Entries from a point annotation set
[start]

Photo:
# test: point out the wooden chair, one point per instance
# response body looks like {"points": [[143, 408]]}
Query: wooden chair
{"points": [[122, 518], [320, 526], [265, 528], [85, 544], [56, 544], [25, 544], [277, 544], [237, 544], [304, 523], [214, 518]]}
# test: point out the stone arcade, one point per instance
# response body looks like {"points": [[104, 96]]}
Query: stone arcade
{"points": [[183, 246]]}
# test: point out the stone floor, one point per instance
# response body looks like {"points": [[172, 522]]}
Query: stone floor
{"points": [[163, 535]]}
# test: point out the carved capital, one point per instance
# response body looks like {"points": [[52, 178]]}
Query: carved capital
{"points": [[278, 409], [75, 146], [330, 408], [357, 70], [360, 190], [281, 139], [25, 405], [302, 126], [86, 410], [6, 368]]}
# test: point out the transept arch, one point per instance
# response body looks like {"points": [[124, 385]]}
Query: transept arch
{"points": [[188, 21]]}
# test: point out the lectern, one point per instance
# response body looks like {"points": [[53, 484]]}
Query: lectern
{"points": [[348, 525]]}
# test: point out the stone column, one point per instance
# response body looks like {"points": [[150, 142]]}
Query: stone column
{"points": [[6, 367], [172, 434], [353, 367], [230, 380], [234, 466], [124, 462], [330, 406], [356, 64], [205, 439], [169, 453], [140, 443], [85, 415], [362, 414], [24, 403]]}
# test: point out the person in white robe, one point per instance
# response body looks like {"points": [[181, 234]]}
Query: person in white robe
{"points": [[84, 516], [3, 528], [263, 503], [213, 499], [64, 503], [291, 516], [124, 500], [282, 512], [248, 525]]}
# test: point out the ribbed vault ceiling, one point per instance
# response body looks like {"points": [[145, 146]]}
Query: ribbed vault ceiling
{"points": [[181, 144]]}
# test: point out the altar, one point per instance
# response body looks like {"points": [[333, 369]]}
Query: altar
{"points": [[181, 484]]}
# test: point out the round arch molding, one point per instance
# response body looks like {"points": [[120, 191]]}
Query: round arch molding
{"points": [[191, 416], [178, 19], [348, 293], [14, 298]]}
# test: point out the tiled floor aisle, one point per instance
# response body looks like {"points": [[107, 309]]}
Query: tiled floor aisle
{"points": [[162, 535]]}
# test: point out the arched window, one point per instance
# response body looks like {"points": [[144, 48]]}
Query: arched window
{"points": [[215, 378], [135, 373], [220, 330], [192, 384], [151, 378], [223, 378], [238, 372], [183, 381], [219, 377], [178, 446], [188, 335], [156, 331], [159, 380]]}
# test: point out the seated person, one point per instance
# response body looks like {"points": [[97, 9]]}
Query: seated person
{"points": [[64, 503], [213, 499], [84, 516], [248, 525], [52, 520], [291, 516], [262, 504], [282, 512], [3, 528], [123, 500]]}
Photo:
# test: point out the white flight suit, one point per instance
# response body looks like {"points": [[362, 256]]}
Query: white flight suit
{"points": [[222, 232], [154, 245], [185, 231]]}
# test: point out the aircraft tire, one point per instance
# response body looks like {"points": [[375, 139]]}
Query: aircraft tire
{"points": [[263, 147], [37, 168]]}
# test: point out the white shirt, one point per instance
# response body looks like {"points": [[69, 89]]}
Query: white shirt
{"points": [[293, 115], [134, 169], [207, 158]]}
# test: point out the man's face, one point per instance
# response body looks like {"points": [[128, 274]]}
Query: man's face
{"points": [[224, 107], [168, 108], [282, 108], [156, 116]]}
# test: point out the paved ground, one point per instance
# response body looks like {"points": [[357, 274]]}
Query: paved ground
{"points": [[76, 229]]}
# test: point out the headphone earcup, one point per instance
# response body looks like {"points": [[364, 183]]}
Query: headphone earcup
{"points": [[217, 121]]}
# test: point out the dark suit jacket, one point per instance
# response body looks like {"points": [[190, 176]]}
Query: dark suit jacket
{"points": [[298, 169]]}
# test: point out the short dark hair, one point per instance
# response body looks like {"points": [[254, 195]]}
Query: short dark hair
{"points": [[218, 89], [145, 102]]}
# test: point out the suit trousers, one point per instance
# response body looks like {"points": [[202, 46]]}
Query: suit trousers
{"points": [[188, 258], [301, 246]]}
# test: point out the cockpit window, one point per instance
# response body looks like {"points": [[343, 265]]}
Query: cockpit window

[end]

■ What is required:
Reproduce the entire listing word for word.

■ The reply:
Photo:
# test: point out the wooden chair, one point per instance
# response body looks like {"points": [[143, 408]]}
Query: wooden chair
{"points": [[122, 518], [320, 526], [265, 528], [85, 544], [56, 544], [25, 544], [277, 544], [237, 544], [304, 523], [214, 518]]}
# test: point out the stone arcade, one point per instance
# response body looks like {"points": [[104, 96]]}
Query: stone arcade
{"points": [[183, 246]]}
# test: point out the stone floor, one point per instance
# response body looks like {"points": [[172, 522]]}
Query: stone floor
{"points": [[163, 535]]}
# test: point out the carved capital, one point per instance
# response body looks like {"points": [[52, 178]]}
Query: carved capital
{"points": [[278, 409], [75, 146], [330, 408], [357, 70], [360, 190], [281, 139], [25, 405], [302, 126], [86, 410], [6, 368]]}
# test: point out the transept arch, one point per instance
# response body looks like {"points": [[124, 385]]}
Query: transept arch
{"points": [[188, 21]]}
# test: point out the lectern, one point per instance
# response body looks like {"points": [[53, 484]]}
Query: lectern
{"points": [[348, 525]]}
# test: point out the stone column, one point per instance
# response body looks like {"points": [[150, 142]]}
Query: stone column
{"points": [[6, 367], [172, 434], [353, 367], [230, 380], [234, 466], [124, 462], [330, 406], [356, 64], [205, 439], [169, 453], [140, 443], [85, 415], [362, 414], [24, 403]]}
# test: point out the person in white robe, one point per instance
# response body looks like {"points": [[181, 234]]}
Query: person in white robe
{"points": [[84, 516], [3, 528], [263, 503], [213, 499], [64, 503], [291, 516], [124, 500], [282, 512], [248, 525]]}
# test: point out the ribbed vault ceiling, one point per instance
# response body looks like {"points": [[145, 146]]}
Query: ribbed vault ceiling
{"points": [[181, 144]]}
# test: point out the altar, one point per instance
# response body looks like {"points": [[333, 369]]}
Query: altar
{"points": [[181, 484]]}
# test: point out the round arch molding, one point per instance
# response body looks like {"points": [[120, 191]]}
Query: round arch molding
{"points": [[191, 416], [178, 19], [348, 293], [14, 298]]}
# test: point out the tiled floor aisle, one point per instance
# response body looks like {"points": [[107, 309]]}
Query: tiled floor aisle
{"points": [[162, 535]]}
# test: point out the arched window, one point per instance
# response body looks like {"points": [[144, 48]]}
Query: arched window
{"points": [[215, 378], [135, 373], [220, 330], [192, 384], [151, 378], [223, 378], [238, 372], [183, 381], [219, 377], [178, 446], [188, 335], [156, 331], [159, 380]]}
# test: point out the seated person, one point per instance
# response body looks like {"points": [[97, 9]]}
Query: seated person
{"points": [[64, 503], [213, 499], [84, 516], [248, 525], [52, 520], [291, 516], [262, 504], [282, 512], [3, 528], [123, 500]]}
Photo:
# test: point out the white flight suit, one point per instance
# response body looks like {"points": [[362, 256]]}
Query: white flight suit
{"points": [[222, 232], [154, 245], [185, 231]]}
# test: point out the aircraft tire, one point per instance
# response body looks like {"points": [[375, 139]]}
Query: aircraft tire
{"points": [[263, 147], [37, 168]]}
# test: point out the white shirt, one point per instance
# response body looks like {"points": [[69, 89]]}
Query: white shirt
{"points": [[293, 115], [134, 169], [207, 158]]}
# test: point out the man's face, one point per instance
# response body looks like {"points": [[128, 274]]}
Query: man's face
{"points": [[224, 107], [168, 108], [282, 108], [156, 116]]}
# test: point out the paved ground, one point per instance
# response body looks like {"points": [[357, 274]]}
Query: paved ground
{"points": [[76, 229]]}
# test: point out the headphone earcup, one point per instance
# response body looks like {"points": [[364, 183]]}
Query: headphone earcup
{"points": [[217, 121]]}
# test: point out the dark suit jacket, one point per instance
# response body looks like {"points": [[190, 176]]}
Query: dark suit jacket
{"points": [[298, 169]]}
# test: point out the short dark hair, one point per instance
# response body looks like {"points": [[254, 195]]}
Query: short dark hair
{"points": [[218, 89], [145, 102]]}
# test: point out the suit trousers, one point per instance
# response body looks like {"points": [[202, 46]]}
Query: suit trousers
{"points": [[188, 258], [301, 246]]}
# test: point out the cockpit window, one point per instance
# response body looks like {"points": [[343, 265]]}
Query: cockpit window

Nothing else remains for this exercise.